● AIM OF THE TASK
Reproduce the passage on living with the virus word for word, starting at "However, you say" and ending at "ignoring the virus.".

● SELECTED PASSAGE
______

However, you say people have to deal with the fact we have to learn to live with the virus. Aren't we doing just that? Lockdowns and restrictions are living with the virus, just not in the way you or I want. No-one is ignoring the virus.
By live with the virus I mean not being so afraid of it that society no longer functions and poverty runs rampant. Long term lockdowns like we saw in Argentina last year created a huge spike in poverty. School closures for the whole year have also had a huge effect on many of the least privileged children who's only avenue to be a child and learn was at school. At home 24/7 they are faced with less than suitable living conditions that only got worse. Regarding the teachers who died - were they vaccinated? It might be different in BA but where I am all teachers have had at least one shot of sputnik. I should also add that although it's unfortunate the reality is that it's not just teachers that are dying - thousands of old people are dying every day that aren't teachers as well. So I think it's not fair to try to paint teaching as a higher risk activity when thousands of others are dying living their 'normal' life whatever that may be. I should also add that we should be more tolerant to risk in schools because of how important they are for our childrens future. The same way hospitals/supermarkets etc are considered 'essential' for society to function. Having a proper education (that IMO is the most important at the younger ages when children develop the most) is one of the most well known methods to ATTEMPT to stop the poverty cycle for the least well off.

______

● THE DATA
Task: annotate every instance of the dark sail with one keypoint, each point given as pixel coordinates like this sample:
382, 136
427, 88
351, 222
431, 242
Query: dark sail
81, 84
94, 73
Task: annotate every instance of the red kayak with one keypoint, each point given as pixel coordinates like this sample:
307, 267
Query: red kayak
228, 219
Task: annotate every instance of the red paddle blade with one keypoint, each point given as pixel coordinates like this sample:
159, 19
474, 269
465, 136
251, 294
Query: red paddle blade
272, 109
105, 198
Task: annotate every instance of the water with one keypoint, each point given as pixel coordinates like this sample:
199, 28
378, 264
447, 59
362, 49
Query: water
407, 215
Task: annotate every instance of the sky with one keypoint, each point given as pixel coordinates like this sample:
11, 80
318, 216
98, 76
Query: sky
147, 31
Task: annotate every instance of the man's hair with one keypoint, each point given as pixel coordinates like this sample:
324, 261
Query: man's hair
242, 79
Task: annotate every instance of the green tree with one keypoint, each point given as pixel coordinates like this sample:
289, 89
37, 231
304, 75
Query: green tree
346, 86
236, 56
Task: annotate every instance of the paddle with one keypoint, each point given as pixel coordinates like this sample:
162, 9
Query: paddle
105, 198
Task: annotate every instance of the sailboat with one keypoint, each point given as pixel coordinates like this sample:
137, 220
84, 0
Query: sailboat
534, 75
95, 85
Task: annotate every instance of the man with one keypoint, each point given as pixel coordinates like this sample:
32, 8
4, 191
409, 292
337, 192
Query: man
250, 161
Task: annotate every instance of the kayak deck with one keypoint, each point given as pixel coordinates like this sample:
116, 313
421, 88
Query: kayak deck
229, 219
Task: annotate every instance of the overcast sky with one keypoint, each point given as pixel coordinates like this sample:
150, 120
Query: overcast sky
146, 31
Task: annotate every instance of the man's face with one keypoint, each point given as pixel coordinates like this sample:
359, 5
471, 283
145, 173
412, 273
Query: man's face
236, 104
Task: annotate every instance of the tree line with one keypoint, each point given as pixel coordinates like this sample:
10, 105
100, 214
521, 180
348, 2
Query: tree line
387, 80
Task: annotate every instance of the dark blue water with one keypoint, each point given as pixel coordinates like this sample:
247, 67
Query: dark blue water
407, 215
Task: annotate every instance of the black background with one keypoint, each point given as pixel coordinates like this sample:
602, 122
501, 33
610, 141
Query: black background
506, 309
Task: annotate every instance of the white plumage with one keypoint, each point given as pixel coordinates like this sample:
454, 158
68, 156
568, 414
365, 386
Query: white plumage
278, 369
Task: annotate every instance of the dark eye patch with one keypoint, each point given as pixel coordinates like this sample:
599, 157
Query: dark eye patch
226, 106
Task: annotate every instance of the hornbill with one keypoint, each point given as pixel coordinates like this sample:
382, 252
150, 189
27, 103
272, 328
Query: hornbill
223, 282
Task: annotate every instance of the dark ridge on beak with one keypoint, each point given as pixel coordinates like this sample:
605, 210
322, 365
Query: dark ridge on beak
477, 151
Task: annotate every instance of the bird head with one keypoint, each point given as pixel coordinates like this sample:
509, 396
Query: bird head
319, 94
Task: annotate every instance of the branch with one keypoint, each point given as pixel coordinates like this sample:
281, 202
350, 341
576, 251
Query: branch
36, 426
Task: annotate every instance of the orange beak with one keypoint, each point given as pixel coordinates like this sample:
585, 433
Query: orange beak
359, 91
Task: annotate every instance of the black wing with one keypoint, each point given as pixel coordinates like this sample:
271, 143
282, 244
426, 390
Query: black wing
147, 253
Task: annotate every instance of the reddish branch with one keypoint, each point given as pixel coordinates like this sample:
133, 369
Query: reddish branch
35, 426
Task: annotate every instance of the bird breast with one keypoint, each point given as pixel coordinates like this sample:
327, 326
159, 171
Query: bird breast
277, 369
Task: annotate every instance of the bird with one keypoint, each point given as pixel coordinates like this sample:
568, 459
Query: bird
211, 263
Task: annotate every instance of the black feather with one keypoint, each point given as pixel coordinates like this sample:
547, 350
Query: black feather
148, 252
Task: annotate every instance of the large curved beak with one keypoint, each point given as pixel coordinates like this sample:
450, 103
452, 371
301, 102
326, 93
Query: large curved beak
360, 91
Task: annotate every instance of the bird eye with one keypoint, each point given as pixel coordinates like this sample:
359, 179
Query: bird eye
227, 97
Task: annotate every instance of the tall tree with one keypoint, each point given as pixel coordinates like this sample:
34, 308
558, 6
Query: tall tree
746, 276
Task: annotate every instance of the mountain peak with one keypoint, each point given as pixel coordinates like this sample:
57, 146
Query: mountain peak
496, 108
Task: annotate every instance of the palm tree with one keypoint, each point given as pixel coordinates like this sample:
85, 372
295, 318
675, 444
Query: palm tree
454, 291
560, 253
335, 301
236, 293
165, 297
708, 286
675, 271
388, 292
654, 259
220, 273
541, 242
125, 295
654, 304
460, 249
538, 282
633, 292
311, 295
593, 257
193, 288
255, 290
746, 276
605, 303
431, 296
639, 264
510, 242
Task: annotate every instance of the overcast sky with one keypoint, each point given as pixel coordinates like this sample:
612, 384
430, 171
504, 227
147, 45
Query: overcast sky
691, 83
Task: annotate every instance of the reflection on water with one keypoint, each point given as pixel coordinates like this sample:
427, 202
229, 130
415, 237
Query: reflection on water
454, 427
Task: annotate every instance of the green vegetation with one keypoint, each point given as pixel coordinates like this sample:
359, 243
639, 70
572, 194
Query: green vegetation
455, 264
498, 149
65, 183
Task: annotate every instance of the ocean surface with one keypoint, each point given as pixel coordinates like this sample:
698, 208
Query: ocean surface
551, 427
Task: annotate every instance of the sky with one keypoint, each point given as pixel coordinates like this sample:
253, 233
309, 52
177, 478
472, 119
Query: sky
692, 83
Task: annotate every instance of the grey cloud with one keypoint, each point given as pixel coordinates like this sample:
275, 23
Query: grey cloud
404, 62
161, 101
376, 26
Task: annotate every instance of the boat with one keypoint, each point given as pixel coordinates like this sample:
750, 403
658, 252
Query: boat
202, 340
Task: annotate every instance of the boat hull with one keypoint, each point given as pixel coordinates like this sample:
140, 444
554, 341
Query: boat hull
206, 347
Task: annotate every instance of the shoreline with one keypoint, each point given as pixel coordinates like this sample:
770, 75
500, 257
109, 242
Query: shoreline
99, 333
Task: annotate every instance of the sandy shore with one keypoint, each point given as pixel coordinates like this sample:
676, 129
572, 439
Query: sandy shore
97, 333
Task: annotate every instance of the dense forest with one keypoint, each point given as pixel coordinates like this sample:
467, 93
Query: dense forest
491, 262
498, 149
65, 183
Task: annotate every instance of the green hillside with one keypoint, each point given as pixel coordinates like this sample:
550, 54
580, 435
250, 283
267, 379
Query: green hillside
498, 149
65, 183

______

● FINISHED TASK
However, you say people have to deal with the fact we have to learn to live with the virus. Aren't we doing just that? Lockdowns and restrictions are living with the virus, just not in the way you or I want. No-one is ignoring the virus.